Skip to main content

Financial Data Pipeline & Data Lake Architecture

Technical Implementation Summary

Note: This is an alternative/simplified version. For the complete technical documentation with enhanced quarantine logic (metadata enrichment, loop prevention, circuit breaker, condemned layer), see Technical Reference.


End-to-end financial data pipeline processing 100M+ transactions using a Bronze/Silver/Gold medallion architecture. Transforms raw CSV data into validated, partitioned Parquet with automated validation, enhanced quarantine logic (with loop prevention and circuit breaker), and schema evolution support. Deployed via CI/CD with comprehensive monitoring and governance.

Architecture Context:

  • Data Ingestion: Implements Bronze → Silver transformation logic
  • Data Lake Architecture: Complete design covering all layers (Bronze/Silver/Gold + Quarantine + Condemned), including folder organization, promotion workflows, and business metric definitions
  • Analytical Query Design: Implements Silver → Gold aggregation patterns via SQL queries

Core Principle: Append-only raw layer and deterministic transformations, so curated outputs can be reproduced or recomputed for historical periods when necessary, while keeping raw inputs immutable.


System Architecture


Data Lake Structure (Medallion Architecture)

Key Path Patterns

  • Bronze: bronze/{domain}/{dataset}/ingest_date={YYYY-MM-DD}/run_id={...}/file.csv.gz
  • Silver: silver/{domain}/{dataset}/year={YYYY}/month={MM}/schema_v={vN}/run_id={...}/part-*.parquet
  • Gold: gold/{domain}/{dataset}/schema_v={vN}/run_id={...}/as_of_month={YYYY-MM}/part-*.parquet
  • Quarantine: quarantine/{domain}/{dataset}/ingest_date={YYYY-MM-DD}/run_id={...}/invalid_rows.parquet
  • Condemned: quarantine/{domain}/{dataset}/condemned/ingest_date={YYYY-MM-DD}/run_id={...}/condemned_rows.parquet

Architecture Overview: The core storage design covers all layers (Bronze/Silver/Gold + Quarantine + Condemned), including folder organization, promotion workflows, and business metric definitions. Analytical query patterns show how to aggregate Silver → Gold via SQL queries.


Data Flow & Validation Pipeline

Validation Rules

  1. Null Checks: All required fields (TransactionID, CustomerID, TransactionAmount, Currency, TransactionTimestamp) must be non-null
  2. Currency Validation: Currency code must be in ISO-4217 allowlist
  3. Amount Type Check: TransactionAmount must be parseable as numeric (negative amounts allowed)

- Available data

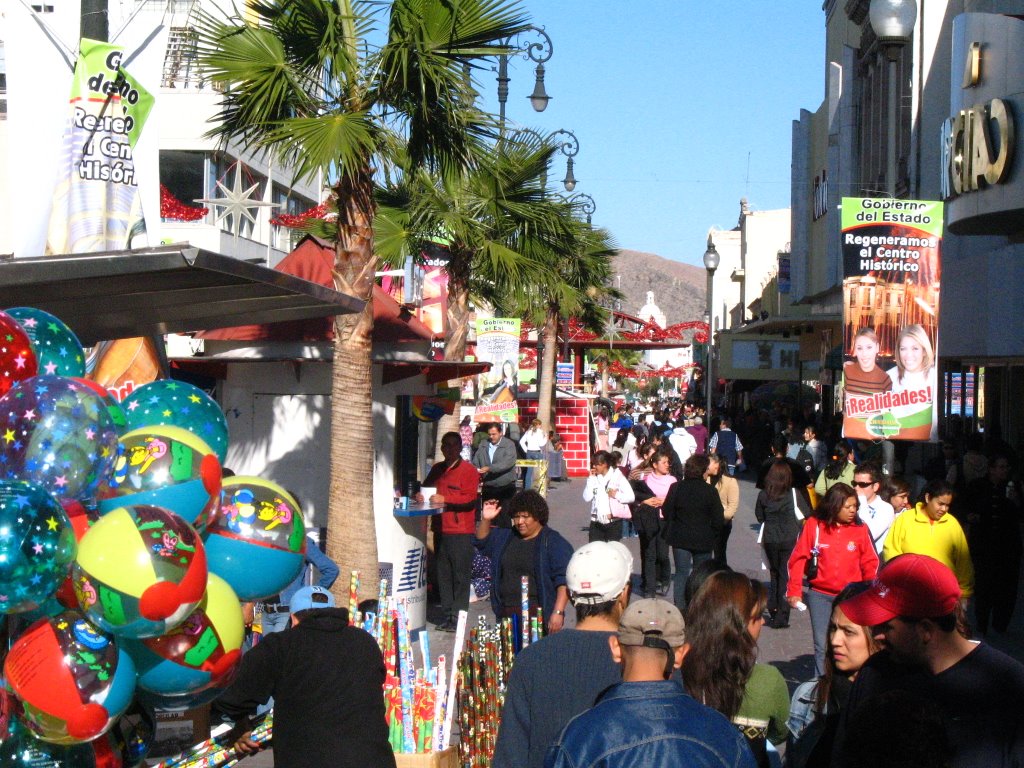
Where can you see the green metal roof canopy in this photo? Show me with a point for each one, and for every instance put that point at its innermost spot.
(171, 289)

- Objective A
Reproduce the passage of the data pipeline page from "Technical Implementation Summary" up to and including "monitoring and governance.".
- Objective B
Summarize the data pipeline page in two sentences.

- Exercise output A
Technical Implementation Summary

Note: This is an alternative/simplified version. For the complete technical documentation with enhanced quarantine logic (metadata enrichment, loop prevention, circuit breaker, condemned layer), see Technical Reference.


End-to-end financial data pipeline processing 100M+ transactions using a Bronze/Silver/Gold medallion architecture. Transforms raw CSV data into validated, partitioned Parquet with automated validation, enhanced quarantine logic (with loop prevention and circuit breaker), and schema evolution support. Deployed via CI/CD with comprehensive monitoring and governance.

- Exercise output B
The page describes an end-to-end financial data pipeline that processes over 100 million transactions through a Bronze/Silver/Gold medallion architecture, turning raw CSV data into validated, partitioned Parquet with automated validation, quarantine logic, and schema evolution support. It gives path patterns for the Bronze, Silver, Gold, Quarantine, and Condemned layers and lists validation rules requiring non-null required fields, an ISO-4217 currency code, and a numeric transaction amount.